_Directions_
Print the lines below from the line with "white fence" to the line with "yellow jersey sleeve" exactly, keeping both ends, and print no pictures.

_Record set_
^^^^^^^^

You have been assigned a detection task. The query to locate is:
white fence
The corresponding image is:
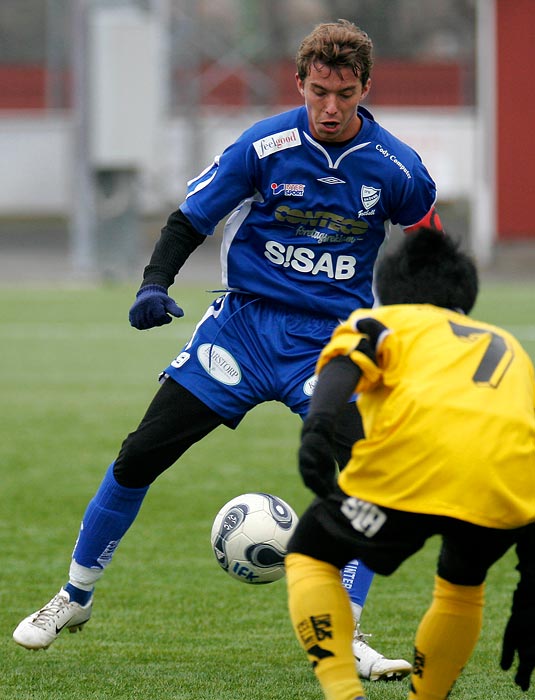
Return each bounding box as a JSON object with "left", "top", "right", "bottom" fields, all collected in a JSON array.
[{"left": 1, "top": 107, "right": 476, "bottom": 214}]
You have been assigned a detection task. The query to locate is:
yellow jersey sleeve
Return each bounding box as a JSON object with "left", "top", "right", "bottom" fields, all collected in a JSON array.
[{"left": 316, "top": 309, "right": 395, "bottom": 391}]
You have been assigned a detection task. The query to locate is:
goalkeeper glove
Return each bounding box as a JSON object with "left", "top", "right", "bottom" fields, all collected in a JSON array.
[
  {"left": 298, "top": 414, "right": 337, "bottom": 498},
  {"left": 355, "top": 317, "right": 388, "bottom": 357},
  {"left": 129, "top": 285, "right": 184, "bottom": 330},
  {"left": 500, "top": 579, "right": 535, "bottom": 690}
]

^^^^^^^^

_Expected answer_
white fence
The corresponding image is:
Return each bounding box as a JSON object with "left", "top", "right", "bottom" fields, all collected in a JSON array.
[{"left": 1, "top": 107, "right": 476, "bottom": 214}]
You have been assigned a detection task. The query to locate is:
yellow jersey sleeve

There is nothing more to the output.